- [TO DO]: Count up the lines below that hold "trim", then give that count by itself.

==================================================

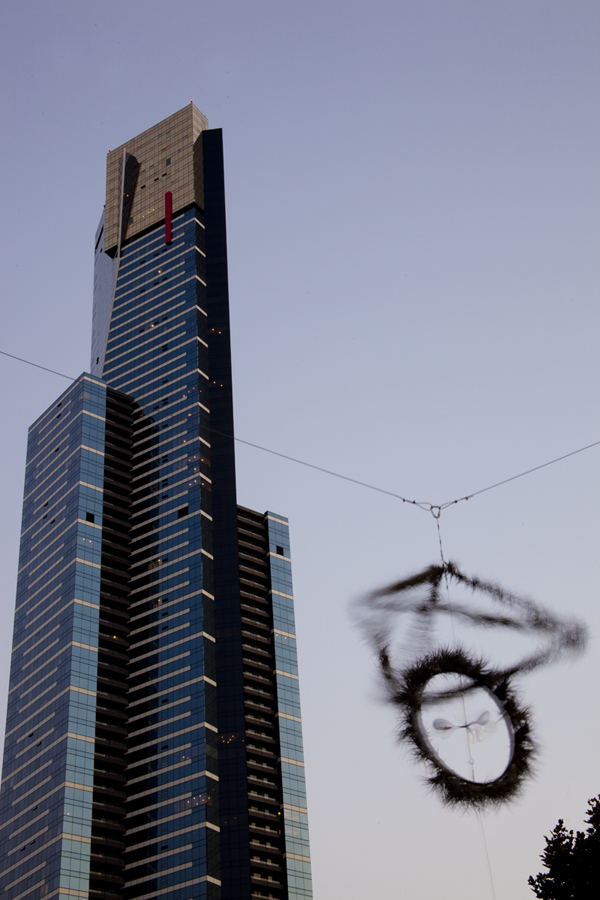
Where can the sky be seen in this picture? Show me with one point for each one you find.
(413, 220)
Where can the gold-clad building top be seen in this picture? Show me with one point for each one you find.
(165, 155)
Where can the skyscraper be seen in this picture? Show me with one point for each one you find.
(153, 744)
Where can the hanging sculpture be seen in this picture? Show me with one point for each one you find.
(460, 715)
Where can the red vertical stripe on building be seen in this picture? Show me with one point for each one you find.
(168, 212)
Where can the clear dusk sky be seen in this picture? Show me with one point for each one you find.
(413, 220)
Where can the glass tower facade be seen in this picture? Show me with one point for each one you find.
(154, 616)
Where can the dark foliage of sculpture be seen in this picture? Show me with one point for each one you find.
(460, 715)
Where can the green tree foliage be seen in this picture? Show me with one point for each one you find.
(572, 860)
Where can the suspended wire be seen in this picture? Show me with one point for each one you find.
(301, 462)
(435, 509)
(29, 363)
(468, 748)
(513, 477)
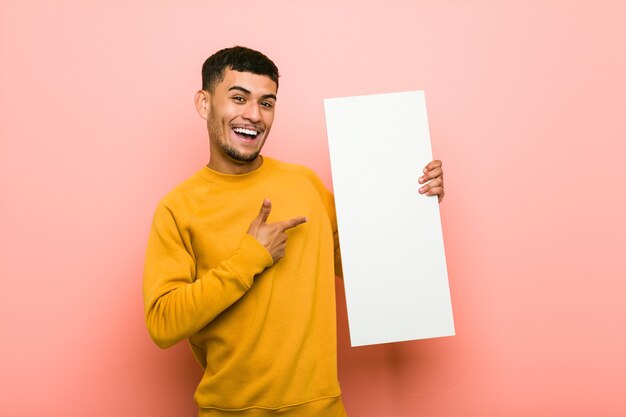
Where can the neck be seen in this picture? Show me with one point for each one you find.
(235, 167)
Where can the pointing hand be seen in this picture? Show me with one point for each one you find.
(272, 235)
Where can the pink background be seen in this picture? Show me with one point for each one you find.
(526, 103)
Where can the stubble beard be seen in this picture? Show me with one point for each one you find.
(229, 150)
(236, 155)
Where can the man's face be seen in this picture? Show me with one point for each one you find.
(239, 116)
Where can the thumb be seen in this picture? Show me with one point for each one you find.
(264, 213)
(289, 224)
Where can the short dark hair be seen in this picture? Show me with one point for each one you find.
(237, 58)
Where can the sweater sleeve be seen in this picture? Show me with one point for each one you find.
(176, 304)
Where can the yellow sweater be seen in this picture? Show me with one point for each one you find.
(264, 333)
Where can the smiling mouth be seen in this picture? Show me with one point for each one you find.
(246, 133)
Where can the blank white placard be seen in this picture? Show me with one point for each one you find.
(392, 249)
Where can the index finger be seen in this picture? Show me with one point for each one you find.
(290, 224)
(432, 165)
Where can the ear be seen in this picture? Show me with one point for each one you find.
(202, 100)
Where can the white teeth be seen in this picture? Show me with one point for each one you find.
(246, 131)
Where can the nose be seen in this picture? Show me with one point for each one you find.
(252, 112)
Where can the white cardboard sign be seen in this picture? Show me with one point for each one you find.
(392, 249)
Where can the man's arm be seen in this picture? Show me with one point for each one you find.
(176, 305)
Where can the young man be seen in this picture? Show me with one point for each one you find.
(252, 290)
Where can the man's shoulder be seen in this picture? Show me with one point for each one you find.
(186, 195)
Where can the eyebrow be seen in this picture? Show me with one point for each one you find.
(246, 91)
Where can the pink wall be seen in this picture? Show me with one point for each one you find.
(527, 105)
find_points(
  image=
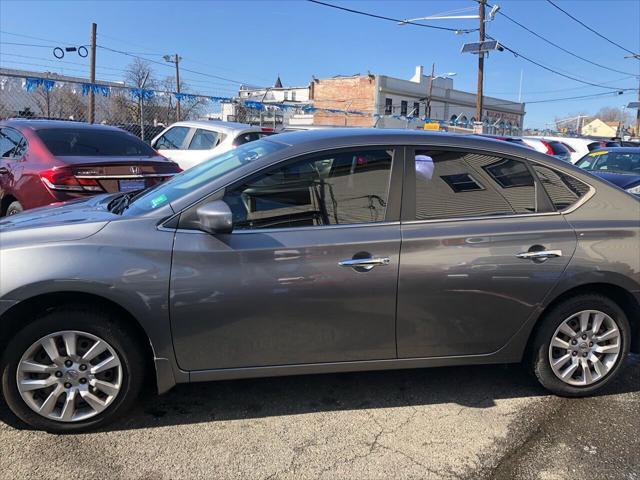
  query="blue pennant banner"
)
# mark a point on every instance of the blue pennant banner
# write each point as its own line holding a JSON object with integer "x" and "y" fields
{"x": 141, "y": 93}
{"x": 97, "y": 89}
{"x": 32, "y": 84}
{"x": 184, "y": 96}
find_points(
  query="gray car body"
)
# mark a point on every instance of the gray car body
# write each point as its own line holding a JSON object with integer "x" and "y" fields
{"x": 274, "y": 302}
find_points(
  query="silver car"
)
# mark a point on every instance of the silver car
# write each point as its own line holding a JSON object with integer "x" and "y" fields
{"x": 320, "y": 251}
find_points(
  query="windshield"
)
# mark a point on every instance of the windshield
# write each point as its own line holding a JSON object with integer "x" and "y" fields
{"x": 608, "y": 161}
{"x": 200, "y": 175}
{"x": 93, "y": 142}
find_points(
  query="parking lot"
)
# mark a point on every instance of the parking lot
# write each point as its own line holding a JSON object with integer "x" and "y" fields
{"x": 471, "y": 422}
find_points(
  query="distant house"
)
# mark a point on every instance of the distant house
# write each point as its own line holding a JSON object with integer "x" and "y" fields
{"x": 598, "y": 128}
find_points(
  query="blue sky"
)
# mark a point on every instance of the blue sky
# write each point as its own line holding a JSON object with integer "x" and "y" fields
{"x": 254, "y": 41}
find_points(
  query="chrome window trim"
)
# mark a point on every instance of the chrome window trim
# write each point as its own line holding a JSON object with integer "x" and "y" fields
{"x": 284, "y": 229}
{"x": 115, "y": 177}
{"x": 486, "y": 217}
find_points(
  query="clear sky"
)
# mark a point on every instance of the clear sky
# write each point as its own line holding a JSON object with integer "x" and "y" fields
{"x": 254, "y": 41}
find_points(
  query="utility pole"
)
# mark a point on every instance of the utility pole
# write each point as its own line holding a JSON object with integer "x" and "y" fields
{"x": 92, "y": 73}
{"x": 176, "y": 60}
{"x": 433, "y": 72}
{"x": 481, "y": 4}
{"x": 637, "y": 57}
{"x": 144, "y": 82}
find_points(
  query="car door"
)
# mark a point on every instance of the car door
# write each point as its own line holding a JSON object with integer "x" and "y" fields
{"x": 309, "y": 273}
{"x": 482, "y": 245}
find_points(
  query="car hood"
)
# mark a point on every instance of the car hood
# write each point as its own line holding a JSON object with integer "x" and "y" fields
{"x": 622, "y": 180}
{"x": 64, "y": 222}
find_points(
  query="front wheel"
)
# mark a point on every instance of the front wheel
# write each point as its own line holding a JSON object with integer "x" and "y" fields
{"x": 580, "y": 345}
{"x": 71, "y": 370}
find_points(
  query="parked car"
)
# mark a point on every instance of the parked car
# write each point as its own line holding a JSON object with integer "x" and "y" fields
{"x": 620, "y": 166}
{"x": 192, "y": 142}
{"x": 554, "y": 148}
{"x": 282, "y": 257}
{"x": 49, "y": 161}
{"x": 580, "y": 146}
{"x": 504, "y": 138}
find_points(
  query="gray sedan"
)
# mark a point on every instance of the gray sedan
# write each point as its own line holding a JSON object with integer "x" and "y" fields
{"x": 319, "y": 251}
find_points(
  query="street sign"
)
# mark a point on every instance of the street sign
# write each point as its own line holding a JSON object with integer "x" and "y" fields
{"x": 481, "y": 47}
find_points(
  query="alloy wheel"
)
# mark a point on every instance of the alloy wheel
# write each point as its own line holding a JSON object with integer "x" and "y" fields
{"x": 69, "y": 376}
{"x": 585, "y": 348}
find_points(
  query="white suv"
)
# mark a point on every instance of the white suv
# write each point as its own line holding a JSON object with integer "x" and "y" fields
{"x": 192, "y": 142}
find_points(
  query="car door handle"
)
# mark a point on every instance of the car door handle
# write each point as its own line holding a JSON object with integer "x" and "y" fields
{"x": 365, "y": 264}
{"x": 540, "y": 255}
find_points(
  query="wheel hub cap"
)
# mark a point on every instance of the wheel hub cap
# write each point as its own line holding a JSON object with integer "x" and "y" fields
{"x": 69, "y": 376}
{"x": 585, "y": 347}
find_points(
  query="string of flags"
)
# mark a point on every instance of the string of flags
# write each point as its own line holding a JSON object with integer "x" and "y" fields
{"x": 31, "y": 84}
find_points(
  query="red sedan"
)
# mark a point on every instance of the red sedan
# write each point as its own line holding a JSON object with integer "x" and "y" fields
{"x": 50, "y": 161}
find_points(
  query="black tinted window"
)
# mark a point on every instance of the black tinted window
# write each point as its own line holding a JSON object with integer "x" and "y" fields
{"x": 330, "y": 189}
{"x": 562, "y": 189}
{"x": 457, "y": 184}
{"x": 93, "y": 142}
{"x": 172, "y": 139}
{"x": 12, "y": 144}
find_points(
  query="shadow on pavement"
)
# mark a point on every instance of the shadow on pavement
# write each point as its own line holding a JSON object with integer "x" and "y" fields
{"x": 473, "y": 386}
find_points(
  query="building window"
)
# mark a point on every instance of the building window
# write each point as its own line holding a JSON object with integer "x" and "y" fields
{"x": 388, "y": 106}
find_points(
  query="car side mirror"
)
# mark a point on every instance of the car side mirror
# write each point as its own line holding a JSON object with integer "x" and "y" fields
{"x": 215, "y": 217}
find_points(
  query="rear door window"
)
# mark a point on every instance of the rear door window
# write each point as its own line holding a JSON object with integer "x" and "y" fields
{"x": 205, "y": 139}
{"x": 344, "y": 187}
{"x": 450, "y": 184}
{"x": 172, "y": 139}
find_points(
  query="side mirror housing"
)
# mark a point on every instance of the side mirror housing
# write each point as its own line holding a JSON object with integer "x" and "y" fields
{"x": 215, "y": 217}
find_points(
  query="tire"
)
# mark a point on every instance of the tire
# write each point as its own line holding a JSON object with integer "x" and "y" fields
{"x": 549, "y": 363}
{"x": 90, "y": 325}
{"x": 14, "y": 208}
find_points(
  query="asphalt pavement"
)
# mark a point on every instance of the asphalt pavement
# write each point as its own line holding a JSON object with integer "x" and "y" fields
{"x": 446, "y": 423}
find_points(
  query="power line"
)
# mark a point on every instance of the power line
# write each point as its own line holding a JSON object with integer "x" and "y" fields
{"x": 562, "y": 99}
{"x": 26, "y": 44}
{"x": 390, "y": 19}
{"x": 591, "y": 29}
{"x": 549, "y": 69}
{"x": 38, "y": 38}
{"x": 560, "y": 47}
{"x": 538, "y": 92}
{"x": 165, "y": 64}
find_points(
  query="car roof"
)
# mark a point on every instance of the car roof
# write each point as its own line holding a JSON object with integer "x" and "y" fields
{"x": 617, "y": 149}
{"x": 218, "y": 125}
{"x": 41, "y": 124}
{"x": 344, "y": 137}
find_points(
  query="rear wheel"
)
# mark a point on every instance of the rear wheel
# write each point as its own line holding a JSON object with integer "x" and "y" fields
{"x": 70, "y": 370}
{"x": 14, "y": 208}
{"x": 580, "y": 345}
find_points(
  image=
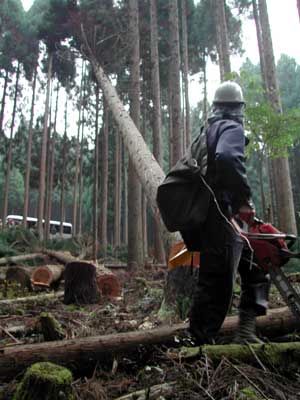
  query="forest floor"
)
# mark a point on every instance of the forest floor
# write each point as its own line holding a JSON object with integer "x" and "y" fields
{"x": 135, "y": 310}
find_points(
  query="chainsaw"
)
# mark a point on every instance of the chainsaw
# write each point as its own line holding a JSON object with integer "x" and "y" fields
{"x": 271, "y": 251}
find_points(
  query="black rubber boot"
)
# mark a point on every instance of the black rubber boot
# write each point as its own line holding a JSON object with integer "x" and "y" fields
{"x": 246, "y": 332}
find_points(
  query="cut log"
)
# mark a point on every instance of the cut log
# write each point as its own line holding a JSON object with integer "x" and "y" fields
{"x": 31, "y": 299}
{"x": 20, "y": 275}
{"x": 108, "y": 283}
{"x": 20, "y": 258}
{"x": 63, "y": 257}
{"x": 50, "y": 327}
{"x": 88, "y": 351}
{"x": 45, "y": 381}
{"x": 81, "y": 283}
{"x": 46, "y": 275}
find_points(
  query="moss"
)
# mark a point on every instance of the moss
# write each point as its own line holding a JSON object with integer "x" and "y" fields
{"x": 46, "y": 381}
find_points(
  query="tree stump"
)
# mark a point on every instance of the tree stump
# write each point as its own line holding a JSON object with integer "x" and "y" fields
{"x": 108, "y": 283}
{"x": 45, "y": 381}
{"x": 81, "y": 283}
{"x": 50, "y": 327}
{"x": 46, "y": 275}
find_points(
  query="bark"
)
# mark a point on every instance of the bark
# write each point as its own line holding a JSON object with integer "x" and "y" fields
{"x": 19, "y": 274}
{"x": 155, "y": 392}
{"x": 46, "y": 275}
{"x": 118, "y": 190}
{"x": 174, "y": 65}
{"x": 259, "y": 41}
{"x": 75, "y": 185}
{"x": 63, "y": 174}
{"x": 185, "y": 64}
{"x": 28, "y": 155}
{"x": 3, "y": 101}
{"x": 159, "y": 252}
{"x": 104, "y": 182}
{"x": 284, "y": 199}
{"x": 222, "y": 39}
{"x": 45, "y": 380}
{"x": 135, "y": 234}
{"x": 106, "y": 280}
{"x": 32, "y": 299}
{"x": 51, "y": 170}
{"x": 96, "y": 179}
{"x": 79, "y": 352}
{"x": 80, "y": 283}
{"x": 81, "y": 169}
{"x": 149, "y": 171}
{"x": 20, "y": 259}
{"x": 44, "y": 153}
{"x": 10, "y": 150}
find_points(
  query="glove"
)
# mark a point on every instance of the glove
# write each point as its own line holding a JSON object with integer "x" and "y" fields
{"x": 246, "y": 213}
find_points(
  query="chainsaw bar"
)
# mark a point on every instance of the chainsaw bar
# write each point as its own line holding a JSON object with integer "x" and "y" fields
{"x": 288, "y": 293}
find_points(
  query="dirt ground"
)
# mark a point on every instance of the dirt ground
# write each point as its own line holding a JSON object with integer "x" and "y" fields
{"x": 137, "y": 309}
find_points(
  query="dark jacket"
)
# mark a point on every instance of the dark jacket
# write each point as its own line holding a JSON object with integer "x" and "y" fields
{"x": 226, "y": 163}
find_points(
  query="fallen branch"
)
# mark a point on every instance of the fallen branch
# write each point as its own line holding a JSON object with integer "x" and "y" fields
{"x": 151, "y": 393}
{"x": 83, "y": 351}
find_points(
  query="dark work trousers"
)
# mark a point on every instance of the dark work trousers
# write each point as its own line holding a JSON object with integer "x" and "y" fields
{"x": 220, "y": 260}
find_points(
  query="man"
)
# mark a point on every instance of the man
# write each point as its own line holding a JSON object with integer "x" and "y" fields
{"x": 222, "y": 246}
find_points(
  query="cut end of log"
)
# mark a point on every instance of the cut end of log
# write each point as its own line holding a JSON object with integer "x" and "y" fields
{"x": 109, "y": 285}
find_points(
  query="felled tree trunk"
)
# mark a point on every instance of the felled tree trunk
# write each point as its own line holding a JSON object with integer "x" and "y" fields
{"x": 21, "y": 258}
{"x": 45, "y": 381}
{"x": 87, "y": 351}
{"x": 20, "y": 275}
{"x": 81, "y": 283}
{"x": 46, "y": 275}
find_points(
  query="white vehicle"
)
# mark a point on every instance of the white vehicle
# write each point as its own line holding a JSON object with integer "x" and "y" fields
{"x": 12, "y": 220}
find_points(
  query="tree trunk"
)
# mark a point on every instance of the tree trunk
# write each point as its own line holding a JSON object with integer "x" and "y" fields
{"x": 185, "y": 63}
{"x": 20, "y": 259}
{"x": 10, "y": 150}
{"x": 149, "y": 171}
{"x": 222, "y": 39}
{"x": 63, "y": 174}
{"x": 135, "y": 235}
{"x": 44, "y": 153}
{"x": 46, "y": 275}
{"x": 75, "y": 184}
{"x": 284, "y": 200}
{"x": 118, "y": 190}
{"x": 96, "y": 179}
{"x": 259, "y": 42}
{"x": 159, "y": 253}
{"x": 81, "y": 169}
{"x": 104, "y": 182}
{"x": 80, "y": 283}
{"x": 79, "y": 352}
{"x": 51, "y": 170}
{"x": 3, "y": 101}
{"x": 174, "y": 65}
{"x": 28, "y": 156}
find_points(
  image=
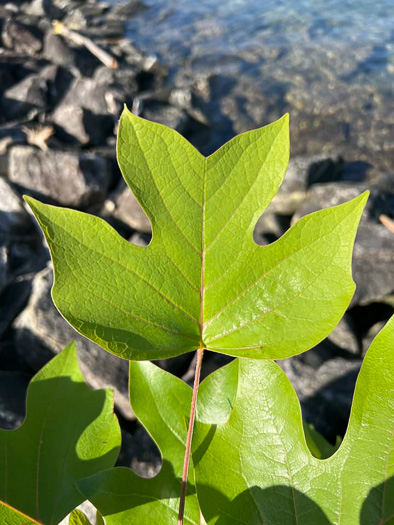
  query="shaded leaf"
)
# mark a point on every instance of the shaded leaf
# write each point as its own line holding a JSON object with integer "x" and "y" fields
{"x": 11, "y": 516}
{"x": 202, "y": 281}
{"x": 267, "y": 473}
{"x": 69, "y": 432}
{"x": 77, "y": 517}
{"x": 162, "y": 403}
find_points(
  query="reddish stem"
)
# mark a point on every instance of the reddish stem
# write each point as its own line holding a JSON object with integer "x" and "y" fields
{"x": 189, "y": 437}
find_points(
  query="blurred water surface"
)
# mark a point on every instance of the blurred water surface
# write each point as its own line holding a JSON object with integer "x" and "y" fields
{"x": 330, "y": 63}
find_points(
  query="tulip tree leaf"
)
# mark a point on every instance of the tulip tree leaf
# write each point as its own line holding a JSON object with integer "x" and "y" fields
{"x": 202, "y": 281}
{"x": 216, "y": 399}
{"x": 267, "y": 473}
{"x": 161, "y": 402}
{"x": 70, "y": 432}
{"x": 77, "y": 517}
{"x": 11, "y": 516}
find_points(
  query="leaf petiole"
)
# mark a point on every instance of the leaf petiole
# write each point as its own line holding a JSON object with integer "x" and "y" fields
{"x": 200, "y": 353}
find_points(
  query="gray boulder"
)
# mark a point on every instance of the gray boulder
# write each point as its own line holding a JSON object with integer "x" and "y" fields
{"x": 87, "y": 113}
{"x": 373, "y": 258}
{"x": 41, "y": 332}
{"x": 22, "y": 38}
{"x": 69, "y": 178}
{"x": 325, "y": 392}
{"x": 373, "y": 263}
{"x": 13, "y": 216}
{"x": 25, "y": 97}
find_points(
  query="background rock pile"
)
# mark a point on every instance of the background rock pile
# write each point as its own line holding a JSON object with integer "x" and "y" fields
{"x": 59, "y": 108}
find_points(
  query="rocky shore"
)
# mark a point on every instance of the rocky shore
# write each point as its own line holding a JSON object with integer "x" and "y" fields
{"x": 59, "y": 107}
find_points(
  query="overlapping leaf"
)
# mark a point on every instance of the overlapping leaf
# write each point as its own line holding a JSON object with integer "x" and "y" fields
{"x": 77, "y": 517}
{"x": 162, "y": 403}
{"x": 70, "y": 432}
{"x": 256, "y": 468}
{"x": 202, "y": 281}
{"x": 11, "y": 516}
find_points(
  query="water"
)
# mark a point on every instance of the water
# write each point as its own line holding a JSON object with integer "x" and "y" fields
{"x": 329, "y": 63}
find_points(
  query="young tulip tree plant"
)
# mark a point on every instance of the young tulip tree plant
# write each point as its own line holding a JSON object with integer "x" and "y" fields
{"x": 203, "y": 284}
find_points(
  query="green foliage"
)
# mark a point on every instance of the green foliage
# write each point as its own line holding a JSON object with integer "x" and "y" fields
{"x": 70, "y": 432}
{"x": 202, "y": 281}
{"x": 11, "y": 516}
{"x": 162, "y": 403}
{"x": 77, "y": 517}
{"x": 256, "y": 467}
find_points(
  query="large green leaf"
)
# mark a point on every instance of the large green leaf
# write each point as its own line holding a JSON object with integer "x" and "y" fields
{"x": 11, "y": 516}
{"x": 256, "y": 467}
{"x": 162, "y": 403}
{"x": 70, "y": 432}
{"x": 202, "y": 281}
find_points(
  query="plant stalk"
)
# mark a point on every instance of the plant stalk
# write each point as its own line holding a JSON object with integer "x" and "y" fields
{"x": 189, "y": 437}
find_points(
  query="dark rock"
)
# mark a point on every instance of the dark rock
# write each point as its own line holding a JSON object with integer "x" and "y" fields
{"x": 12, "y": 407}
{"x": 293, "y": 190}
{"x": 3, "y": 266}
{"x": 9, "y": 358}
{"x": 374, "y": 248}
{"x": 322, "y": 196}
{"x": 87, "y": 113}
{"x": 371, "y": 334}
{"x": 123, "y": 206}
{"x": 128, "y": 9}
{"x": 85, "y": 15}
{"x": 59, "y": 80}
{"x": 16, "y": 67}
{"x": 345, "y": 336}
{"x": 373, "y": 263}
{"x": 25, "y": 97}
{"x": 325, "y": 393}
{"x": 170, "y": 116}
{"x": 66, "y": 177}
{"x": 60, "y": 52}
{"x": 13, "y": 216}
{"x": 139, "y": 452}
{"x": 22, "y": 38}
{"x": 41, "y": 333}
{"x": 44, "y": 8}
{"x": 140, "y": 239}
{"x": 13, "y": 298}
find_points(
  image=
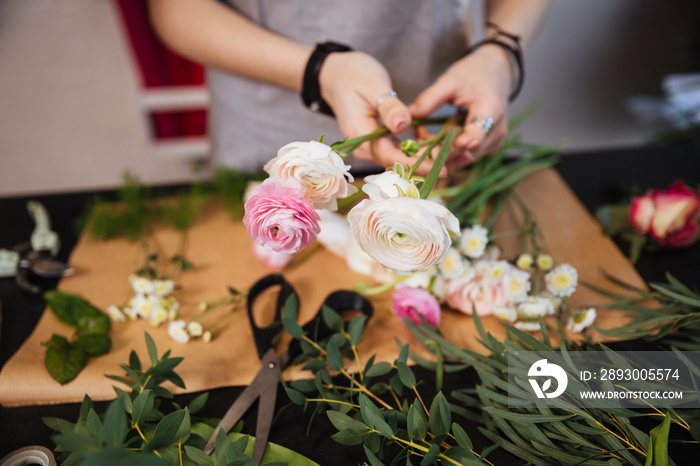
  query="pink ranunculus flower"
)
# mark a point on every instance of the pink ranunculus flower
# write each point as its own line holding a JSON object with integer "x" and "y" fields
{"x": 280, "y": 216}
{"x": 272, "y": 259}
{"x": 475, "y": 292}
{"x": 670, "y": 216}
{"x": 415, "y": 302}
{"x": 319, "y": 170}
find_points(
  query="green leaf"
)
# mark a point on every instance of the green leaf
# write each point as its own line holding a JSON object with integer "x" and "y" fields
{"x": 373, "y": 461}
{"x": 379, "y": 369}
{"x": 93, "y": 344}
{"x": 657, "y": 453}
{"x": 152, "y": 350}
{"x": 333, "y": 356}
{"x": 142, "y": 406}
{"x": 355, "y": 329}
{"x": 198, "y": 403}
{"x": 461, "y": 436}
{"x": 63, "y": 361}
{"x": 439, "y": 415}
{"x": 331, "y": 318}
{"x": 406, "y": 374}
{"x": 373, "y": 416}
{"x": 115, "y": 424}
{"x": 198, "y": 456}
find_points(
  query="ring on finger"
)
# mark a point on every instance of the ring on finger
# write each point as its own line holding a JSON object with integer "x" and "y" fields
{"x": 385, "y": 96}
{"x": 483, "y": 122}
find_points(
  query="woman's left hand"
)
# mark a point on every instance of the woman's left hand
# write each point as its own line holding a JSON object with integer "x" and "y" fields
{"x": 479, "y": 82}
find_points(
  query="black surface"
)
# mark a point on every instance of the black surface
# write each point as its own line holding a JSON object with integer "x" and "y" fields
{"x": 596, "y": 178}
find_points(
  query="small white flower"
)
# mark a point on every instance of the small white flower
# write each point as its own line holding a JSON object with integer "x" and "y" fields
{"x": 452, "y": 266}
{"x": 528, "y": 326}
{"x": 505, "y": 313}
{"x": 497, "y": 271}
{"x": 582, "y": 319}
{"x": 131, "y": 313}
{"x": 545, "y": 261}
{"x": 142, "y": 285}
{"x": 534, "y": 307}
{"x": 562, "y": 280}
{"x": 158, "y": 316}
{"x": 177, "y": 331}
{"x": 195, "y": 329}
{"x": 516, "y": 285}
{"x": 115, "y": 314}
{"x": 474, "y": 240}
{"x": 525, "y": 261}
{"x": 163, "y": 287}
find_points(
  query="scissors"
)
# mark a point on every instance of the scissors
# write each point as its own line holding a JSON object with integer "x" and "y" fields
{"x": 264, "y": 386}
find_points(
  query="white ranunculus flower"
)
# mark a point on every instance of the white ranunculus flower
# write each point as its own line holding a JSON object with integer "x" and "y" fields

==================================================

- [ANSWER AREA]: 2